_REQUIREMENTS:_ Write out every entry exactly as given, but omit the pictures.
-- -- --
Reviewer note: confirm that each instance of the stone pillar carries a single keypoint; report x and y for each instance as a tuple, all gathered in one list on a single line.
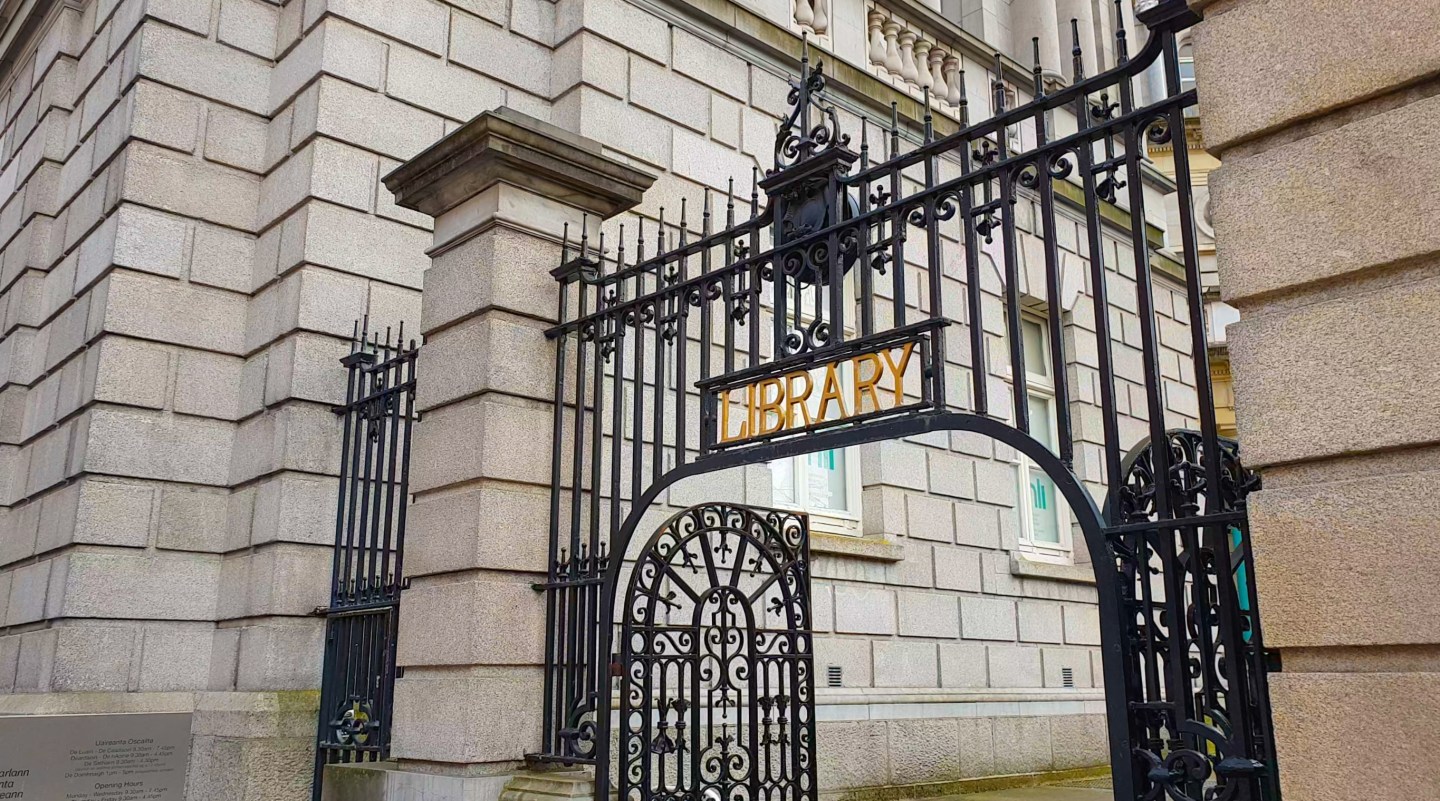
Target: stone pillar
[(500, 189), (1326, 216)]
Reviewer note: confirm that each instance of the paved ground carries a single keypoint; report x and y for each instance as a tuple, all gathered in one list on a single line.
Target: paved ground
[(1037, 794)]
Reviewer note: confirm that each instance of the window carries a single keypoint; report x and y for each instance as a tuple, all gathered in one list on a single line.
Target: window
[(1044, 520), (1187, 75), (825, 483)]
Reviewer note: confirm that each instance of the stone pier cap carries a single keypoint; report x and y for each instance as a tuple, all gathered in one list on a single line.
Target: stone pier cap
[(509, 147)]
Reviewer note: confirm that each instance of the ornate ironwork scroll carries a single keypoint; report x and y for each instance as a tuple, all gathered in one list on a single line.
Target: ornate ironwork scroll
[(1194, 656), (357, 682), (717, 689)]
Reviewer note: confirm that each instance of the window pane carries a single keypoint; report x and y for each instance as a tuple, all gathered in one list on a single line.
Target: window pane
[(1044, 509), (1033, 339), (1040, 424), (782, 483), (825, 481)]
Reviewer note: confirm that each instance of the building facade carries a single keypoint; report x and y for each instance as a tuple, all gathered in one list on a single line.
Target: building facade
[(195, 221)]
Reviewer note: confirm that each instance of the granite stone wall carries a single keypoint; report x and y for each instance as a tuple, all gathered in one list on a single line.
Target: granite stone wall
-- -- --
_RESULT FOR THIS TASK:_
Reviewer note: confirm that each instance of the stone pillar carries a single keypoint; report x and y for each instance as a tuple, all gathered in one list on a single line.
Target: stone pillar
[(500, 189), (1326, 216)]
Reviewer note: confirm that each instance of the paved ground carries a single keypoint; report x and y for each instance as a tuple, all gathered in one list on a single line.
Target: paved ground
[(1037, 794)]
Reviewer note: confirm that each instance of the window carries a single keypoint; report x and y for each instance as a tuple, all gathered in one list on a single line.
Target: window
[(1044, 520), (1187, 75), (825, 483)]
Reviewer note: confirm that each instance of the stone pier cap carries a single keypoint; report x and y for each instance as a tuple, all gathered in one list on a single line.
Target: stone pier cap
[(509, 147)]
Reviewer note: confirm that each instance of the ornate ironwork scroll carries a single keypoint; report x and y for each instance as a tuple, all gathered in one list on a single line.
Target: ornate ironwork scroll
[(1194, 656), (357, 682), (717, 689)]
Reviewer note: confirm that each instance of the window pane carries a single keypoint; report x and y for each instance as a tuple, all gathered in one list on a single line.
Target: window pane
[(1044, 509), (1033, 339), (1040, 424), (782, 483), (825, 481)]
Reviewer note: confirm that each instance of the building facade carries a single keypoint; report x and y for each instance as a tuple, all gathered in one list on a single line.
Target: building facade
[(195, 221)]
Reviewer note: confirm that each instance of the granite stone wall carries a single keypoint; report x and y for each instance as a tuple, all gathered in one list on a single line.
Target: granite stone wall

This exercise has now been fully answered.